-------- RECORDS SHOWN --------

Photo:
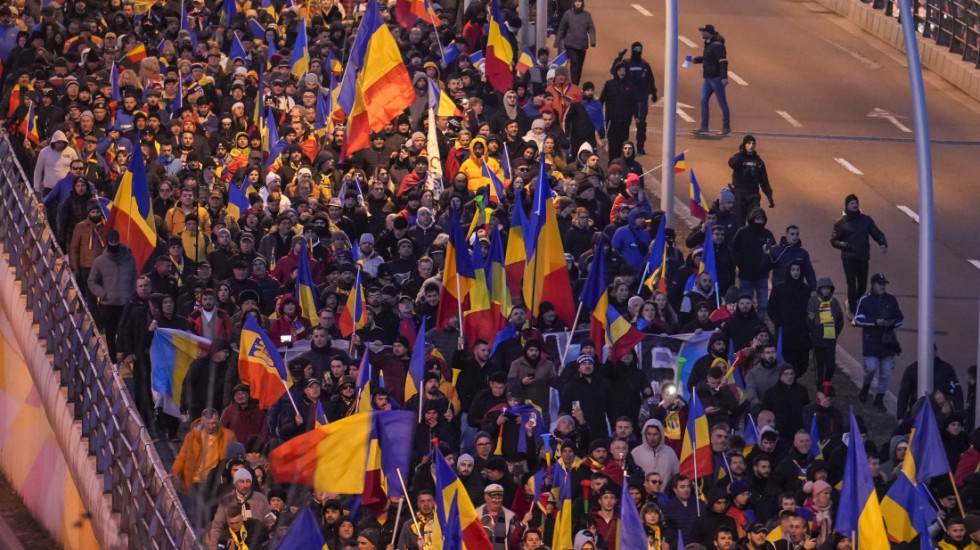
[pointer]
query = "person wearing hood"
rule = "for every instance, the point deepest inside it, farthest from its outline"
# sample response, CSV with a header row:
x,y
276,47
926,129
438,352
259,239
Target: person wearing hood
x,y
576,33
825,318
653,455
715,74
112,280
715,517
852,234
473,166
751,246
632,241
787,309
644,87
748,177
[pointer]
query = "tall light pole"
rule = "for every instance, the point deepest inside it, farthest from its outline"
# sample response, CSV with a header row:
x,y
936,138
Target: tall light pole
x,y
927,274
670,113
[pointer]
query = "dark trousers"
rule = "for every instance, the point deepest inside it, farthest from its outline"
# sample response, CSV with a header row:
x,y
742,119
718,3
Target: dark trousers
x,y
619,132
856,277
110,316
576,59
825,358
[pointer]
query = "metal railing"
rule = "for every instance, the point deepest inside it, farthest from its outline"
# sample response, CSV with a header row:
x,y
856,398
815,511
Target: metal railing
x,y
150,513
954,24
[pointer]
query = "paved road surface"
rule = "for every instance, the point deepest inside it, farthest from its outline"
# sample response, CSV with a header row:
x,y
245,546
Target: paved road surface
x,y
826,76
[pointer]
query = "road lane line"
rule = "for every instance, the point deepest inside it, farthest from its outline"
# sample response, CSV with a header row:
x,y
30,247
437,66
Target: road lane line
x,y
909,212
643,11
850,167
789,118
738,80
686,41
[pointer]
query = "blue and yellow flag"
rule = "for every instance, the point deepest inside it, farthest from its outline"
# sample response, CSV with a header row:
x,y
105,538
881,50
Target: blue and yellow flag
x,y
260,366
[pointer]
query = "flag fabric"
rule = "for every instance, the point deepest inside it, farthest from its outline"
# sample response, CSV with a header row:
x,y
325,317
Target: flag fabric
x,y
858,512
354,316
416,368
237,202
680,164
699,206
695,457
608,326
458,275
171,355
563,533
524,61
499,52
515,258
300,62
655,271
305,290
304,533
382,88
260,366
137,54
131,214
546,275
448,489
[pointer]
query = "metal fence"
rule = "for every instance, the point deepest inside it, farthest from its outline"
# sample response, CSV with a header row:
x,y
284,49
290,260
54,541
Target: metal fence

--------

EXERCISE OBJECTIVE:
Take from the listing above each line containing "query".

WRITTEN SOLUTION:
query = "person wearing hood"
query = "tall light pole"
query = "dark trousers"
query = "metal railing"
query = "paved road surface"
query = "road lane line"
query = "blue and yellow flag"
query = "flag fabric"
query = "metal fence"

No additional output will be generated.